Every record below must be written out exactly. Leave out the pictures.

Stored data entries
——

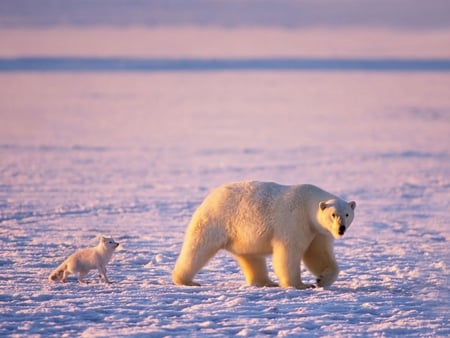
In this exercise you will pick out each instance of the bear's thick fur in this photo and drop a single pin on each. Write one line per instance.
(254, 219)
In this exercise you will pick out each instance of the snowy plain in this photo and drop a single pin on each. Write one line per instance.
(132, 154)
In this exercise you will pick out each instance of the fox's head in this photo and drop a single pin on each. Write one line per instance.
(108, 243)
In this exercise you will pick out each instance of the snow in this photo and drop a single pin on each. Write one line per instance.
(132, 155)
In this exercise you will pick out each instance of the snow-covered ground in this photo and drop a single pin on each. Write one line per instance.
(132, 155)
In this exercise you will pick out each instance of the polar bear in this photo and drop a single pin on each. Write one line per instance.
(252, 220)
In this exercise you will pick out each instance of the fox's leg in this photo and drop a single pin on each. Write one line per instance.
(102, 272)
(81, 275)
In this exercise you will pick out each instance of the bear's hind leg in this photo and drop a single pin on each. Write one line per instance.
(255, 270)
(319, 259)
(192, 258)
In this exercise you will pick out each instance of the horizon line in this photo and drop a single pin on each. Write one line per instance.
(142, 64)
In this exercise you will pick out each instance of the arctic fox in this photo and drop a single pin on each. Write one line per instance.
(83, 261)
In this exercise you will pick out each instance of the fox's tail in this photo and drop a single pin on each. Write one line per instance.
(57, 274)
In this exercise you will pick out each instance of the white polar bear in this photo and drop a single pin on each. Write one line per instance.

——

• ANSWER TO THE PROBLEM:
In this exercise you will pick out each instance of the bear's thick fur in this photo and drop a single pin on each. Write one line per instance.
(254, 219)
In this exercise you will pick out each instance of the snowy plain in this photo and drop a single pin on each. Write one line per instance.
(132, 154)
In this exercise you will pick out each instance of the fox's head in this photo and drop a single pin on each. Write one line per instance.
(108, 243)
In this exercise you will pick out each instance of the snow in this photo and drop a single pin on each. Write one line per instance.
(132, 155)
In this exercise you will pick out each instance of the snow-covered ground in this photo and drop a single pin on each. Write one line per instance.
(132, 155)
In this exercise you will pick out each instance of the polar bear in this photo and drop a single pin on each. Write one line per instance.
(252, 220)
In this exercise you will pick out each instance of the fox's leg in this photo and drop a single pin on each. Write one line per instance.
(102, 272)
(81, 275)
In this exercise you will pick out each instance of the bear's hind leg in this photo and drop a single pin on each. Write one line per instance.
(255, 270)
(319, 259)
(192, 258)
In this exercise you will pick out each instance of the horizon line in this photo and drop a single pin on each. Write one line per instance.
(142, 64)
In this exercise you will pick out each instance of the arctic fox in this photo and drop a single pin on each. Write one line per instance.
(83, 261)
In this exercise you will pick out each instance of the fox's tail in this photo and drop a single pin on each. Write one line per instance.
(57, 274)
In this exercise you will pick out each instance of the white polar bear in this photo and drop a single pin on each. Write one line per instance.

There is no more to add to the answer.